→ **REQUIREMENTS**:
Can you rewrite every line of the data, from the line with "Phrase: bucket handle" through the end of the data, both included, adding 95 to each number in the answer coordinates?

Records from a data collection:

-- start --

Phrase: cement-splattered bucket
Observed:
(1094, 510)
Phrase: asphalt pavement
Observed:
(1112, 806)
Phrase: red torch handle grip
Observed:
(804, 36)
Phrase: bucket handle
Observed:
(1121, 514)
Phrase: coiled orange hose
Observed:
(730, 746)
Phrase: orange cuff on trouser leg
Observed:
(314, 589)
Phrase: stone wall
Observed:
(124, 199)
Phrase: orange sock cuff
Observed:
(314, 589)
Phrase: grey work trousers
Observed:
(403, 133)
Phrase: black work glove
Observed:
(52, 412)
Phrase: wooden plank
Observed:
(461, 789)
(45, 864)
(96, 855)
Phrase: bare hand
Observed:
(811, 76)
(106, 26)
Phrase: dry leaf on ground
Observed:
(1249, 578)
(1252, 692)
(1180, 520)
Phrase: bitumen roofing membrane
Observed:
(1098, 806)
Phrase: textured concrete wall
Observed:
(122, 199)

-- end --

→ **SOLUTION FOR THIS PROBLEM**:
Phrase: bucket handle
Observed:
(1216, 609)
Phrase: coiled orange hose
Observed:
(825, 841)
Phrase: orange cuff on trouser leg
Observed:
(409, 684)
Phrase: stone wall
Observed:
(219, 294)
Phrase: orange sock cuff
Observed:
(409, 684)
Phrase: grey work trousers
Observed:
(498, 228)
Phrase: black work glove
Observed:
(147, 507)
Phrase: wooden plank
Observed:
(556, 884)
(140, 959)
(191, 950)
Phrase: bare hand
Observed:
(906, 171)
(201, 121)
Phrase: dry leaf on ground
Observed:
(1344, 673)
(1347, 787)
(1275, 615)
Phrase: bitumen roofing membrane
Observed:
(1193, 901)
Phrase: textured concrete wall
Observed:
(217, 294)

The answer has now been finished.